[[ Selected text open ]]
Bethany Li

Legal Director

Bethany Li has used a movement lawyering model to fight for social justice in Asian American communities and advance racial equity. Using an innovative and multi-faceted approach in collaboration with community organizers, Bethany has litigated cases and led advocacy work on a range of civil rights issues, including housing and displacement, workers’ rights, immigration, education equity, language access, and hate violence.

Bethany represented Southeast Asian communities fighting against deportation, including the first Cambodian American to return to the East Coast after deportation. In collaboration with community organizers, she co-produced the documentary “Keep Saray Home” about Southeast Asian families fighting deportations. She served as co-counsel to a multi-racial coalition of organizations and families intervening in a lawsuit in support of Boston Public Schools’ shift in exam policy. Bethany has won millions in back wages for low-wage workers along the Northeast corridor. She has led a variety of initiatives to increase low-income and limited- English proficient Asian Americans’ access to resources. She also published a report documenting the gentrification of Chinatowns on the East Coast and guided the launch of RAISE, the first undocumented Asian American youth group on the East Coast.

Bethany started her legal career at AALDEF as an Equal Justice Works Fellow and staff attorney. She then taught and supervised cases in Yale Law School’s Veterans Legal Services Clinic as the Robert M. Cover Fellow. Bethany was also the Director of the Asian Outreach Unit at Greater Boston Legal Services. Bethany taught as an adjunct professor at Hunter College on Asian American civil rights and the law. Bethany graduated from Georgetown University Law Center and Amherst College. She serves on Massachusetts’ Supreme Judicial Court Standing Committee on Well Being and the Massachusetts Governor’s Task Force for Hate Crimes.
[[ Selected text closed ]]
[[ Record set open ]]
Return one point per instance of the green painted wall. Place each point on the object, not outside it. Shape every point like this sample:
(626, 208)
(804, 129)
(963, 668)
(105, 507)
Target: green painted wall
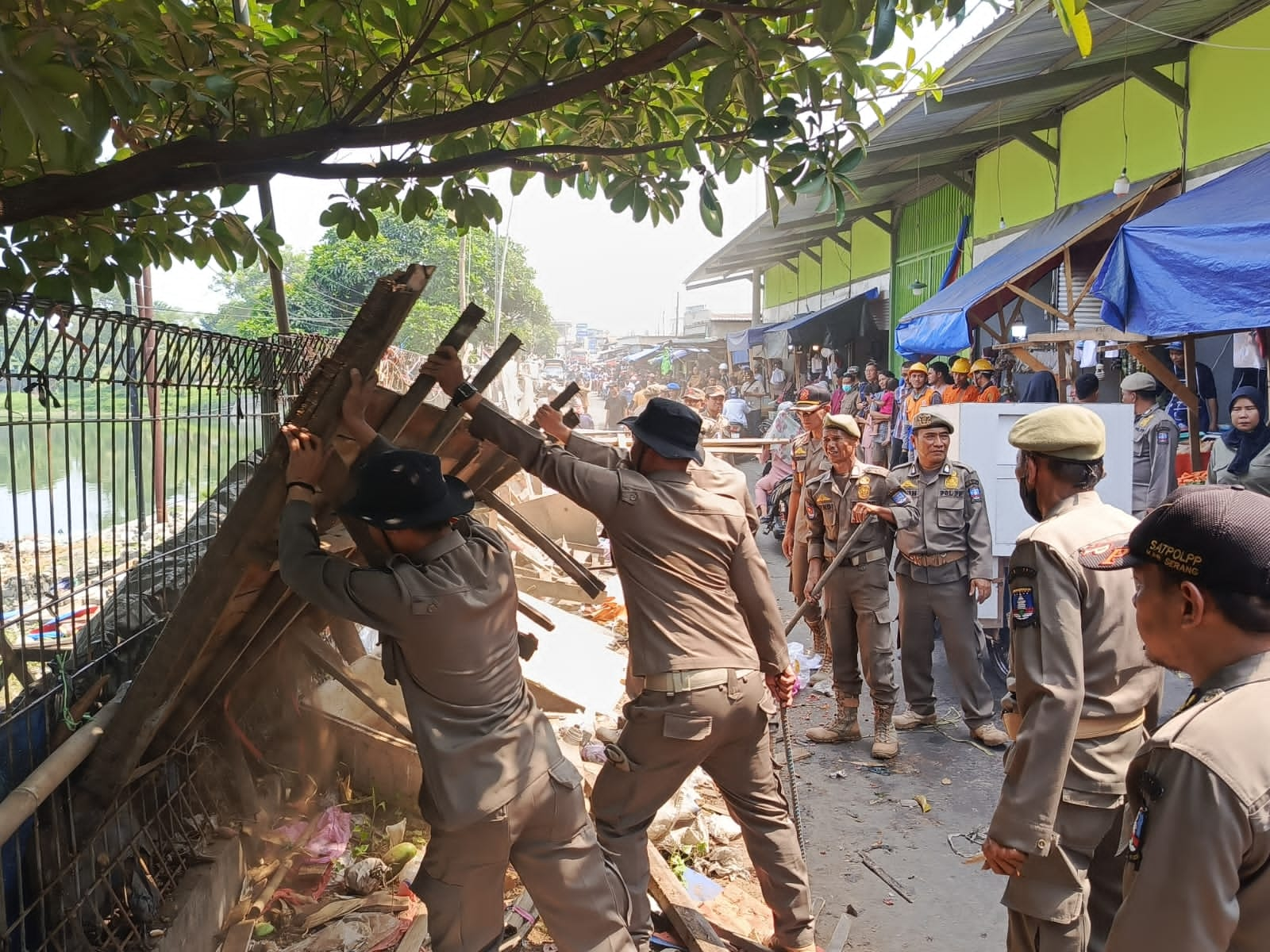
(1026, 192)
(1230, 112)
(1092, 145)
(927, 232)
(870, 254)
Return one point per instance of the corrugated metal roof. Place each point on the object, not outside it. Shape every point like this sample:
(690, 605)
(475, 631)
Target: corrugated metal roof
(1015, 48)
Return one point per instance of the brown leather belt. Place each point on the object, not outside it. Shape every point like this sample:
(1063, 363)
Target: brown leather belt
(1087, 727)
(676, 682)
(873, 555)
(929, 562)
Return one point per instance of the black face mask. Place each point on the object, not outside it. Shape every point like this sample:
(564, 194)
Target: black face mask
(1029, 498)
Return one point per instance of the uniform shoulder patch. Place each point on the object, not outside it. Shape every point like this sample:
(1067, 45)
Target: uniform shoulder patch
(1022, 606)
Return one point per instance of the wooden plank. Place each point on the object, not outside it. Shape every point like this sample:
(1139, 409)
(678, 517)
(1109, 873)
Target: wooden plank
(404, 410)
(200, 621)
(841, 933)
(694, 928)
(328, 659)
(454, 416)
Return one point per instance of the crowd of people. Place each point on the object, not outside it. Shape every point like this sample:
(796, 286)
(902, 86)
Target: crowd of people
(1114, 831)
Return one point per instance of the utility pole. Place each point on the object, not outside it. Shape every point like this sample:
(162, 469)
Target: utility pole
(463, 271)
(243, 17)
(502, 271)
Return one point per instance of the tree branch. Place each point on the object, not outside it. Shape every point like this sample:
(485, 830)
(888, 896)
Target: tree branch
(196, 164)
(393, 75)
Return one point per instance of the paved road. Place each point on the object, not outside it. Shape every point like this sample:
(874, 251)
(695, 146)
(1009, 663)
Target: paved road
(850, 805)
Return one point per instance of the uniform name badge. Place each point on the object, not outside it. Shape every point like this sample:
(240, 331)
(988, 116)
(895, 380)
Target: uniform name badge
(1022, 606)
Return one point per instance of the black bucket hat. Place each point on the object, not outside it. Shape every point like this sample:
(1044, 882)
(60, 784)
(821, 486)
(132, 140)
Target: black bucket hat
(406, 489)
(668, 428)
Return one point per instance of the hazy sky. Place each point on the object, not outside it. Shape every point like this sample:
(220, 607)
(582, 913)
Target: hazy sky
(595, 267)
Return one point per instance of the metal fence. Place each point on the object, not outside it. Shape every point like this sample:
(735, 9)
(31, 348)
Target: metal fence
(122, 444)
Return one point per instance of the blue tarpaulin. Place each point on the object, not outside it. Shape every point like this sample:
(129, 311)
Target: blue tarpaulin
(940, 325)
(1197, 264)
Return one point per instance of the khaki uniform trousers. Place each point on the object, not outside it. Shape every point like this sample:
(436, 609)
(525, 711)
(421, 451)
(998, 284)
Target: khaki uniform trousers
(724, 731)
(921, 603)
(859, 615)
(1066, 900)
(798, 583)
(546, 837)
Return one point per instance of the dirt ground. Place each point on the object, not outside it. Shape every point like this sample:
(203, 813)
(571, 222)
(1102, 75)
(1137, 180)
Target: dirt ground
(850, 806)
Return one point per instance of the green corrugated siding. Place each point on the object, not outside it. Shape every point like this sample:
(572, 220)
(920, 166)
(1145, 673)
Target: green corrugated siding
(927, 232)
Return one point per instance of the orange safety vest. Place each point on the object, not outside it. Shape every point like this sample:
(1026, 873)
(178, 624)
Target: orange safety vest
(914, 405)
(969, 393)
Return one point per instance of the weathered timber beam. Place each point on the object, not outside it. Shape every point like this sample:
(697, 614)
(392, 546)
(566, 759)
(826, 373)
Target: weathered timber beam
(196, 622)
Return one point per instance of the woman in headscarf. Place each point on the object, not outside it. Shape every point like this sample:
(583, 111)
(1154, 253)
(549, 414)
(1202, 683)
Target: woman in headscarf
(1241, 457)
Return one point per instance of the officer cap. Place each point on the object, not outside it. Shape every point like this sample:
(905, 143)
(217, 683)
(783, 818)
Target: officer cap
(1216, 536)
(841, 422)
(1064, 431)
(1140, 382)
(926, 420)
(812, 397)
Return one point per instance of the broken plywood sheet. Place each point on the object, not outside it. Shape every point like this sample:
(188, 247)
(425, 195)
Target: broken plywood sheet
(559, 518)
(573, 670)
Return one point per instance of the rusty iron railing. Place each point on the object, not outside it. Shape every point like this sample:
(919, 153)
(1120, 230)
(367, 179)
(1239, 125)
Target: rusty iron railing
(124, 442)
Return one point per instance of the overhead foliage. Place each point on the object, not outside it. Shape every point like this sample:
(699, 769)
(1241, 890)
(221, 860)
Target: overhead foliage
(130, 130)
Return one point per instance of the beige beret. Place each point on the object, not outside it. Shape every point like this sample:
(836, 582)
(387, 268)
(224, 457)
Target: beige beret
(1064, 431)
(841, 422)
(1140, 382)
(926, 420)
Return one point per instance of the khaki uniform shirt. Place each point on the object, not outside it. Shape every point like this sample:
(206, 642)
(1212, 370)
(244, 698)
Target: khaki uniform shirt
(1073, 653)
(952, 517)
(448, 619)
(1155, 460)
(698, 590)
(1198, 824)
(829, 511)
(810, 463)
(714, 475)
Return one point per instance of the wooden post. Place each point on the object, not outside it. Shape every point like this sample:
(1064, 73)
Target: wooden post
(1193, 431)
(207, 613)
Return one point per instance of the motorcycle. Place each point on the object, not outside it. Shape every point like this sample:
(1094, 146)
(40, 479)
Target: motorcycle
(778, 514)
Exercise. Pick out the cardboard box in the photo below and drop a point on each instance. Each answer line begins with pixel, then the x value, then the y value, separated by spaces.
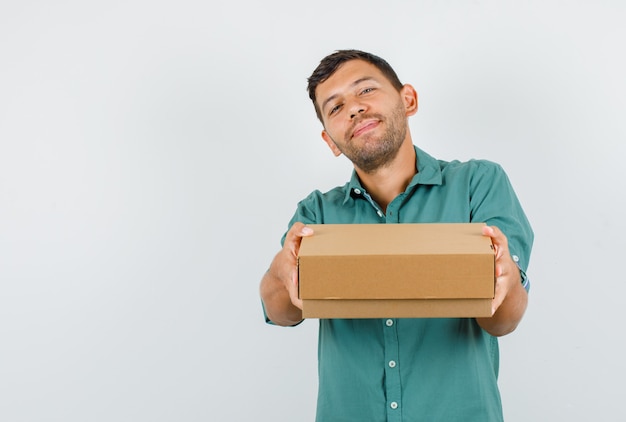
pixel 396 271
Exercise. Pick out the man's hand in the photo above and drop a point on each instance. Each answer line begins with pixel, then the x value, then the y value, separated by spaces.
pixel 510 298
pixel 279 287
pixel 287 265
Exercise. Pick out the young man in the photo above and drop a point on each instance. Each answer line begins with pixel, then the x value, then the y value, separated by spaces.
pixel 432 369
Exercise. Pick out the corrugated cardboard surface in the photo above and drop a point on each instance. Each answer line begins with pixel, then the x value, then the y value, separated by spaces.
pixel 396 270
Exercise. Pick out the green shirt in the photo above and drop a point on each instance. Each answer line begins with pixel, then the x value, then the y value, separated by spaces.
pixel 416 369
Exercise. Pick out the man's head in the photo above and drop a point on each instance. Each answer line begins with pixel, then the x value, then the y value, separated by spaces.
pixel 364 111
pixel 329 65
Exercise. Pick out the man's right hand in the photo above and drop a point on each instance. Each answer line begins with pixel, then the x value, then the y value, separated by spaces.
pixel 287 268
pixel 279 287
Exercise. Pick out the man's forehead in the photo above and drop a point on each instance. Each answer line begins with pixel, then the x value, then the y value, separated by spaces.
pixel 347 75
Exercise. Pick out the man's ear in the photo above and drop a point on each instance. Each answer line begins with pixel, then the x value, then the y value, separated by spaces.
pixel 409 97
pixel 331 144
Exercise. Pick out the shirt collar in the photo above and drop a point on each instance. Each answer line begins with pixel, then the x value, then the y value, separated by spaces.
pixel 428 173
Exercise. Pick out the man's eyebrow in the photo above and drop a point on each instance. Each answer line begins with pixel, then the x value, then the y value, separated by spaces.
[[ Record set closed ]]
▶ [Requirement A]
According to the Bethany Li profile, where did Bethany begin her legal career, and in what roles?
▶ [Requirement B]
Decide whether each statement agrees with the Bethany Li profile, and support each decision with the deciding words quoted from it.
(i) Bethany co-produced a documentary about Southeast Asian families fighting deportations.
(ii) Bethany taught as an adjunct professor at Georgetown University Law Center.
(iii) RAISE was the first undocumented Asian American youth group on the West Coast.
▶ [Requirement C]
Transcribe the passage of the Bethany Li profile starting with "Bethany started her" and going on through "for Hate Crimes.".
Base every answer on the Bethany Li profile alone.

▶ [Exercise result A]
She began at AALDEF as an Equal Justice Works Fellow and staff attorney.

▶ [Exercise result B]
(i) Yes: "she co-produced the documentary “Keep Saray Home” about Southeast Asian families fighting deportations."
(ii) No: "Bethany taught as an adjunct professor at Hunter College on Asian American civil rights and the law."
(iii) No: "the first undocumented Asian American youth group on the East Coast."

▶ [Exercise result C]
Bethany started her legal career at AALDEF as an Equal Justice Works Fellow and staff attorney. She then taught and supervised cases in Yale Law School’s Veterans Legal Services Clinic as the Robert M. Cover Fellow. Bethany was also the Director of the Asian Outreach Unit at Greater Boston Legal Services. Bethany taught as an adjunct professor at Hunter College on Asian American civil rights and the law. Bethany graduated from Georgetown University Law Center and Amherst College. She serves on Massachusetts’ Supreme Judicial Court Standing Committee on Well Being and the Massachusetts Governor’s Task Force for Hate Crimes.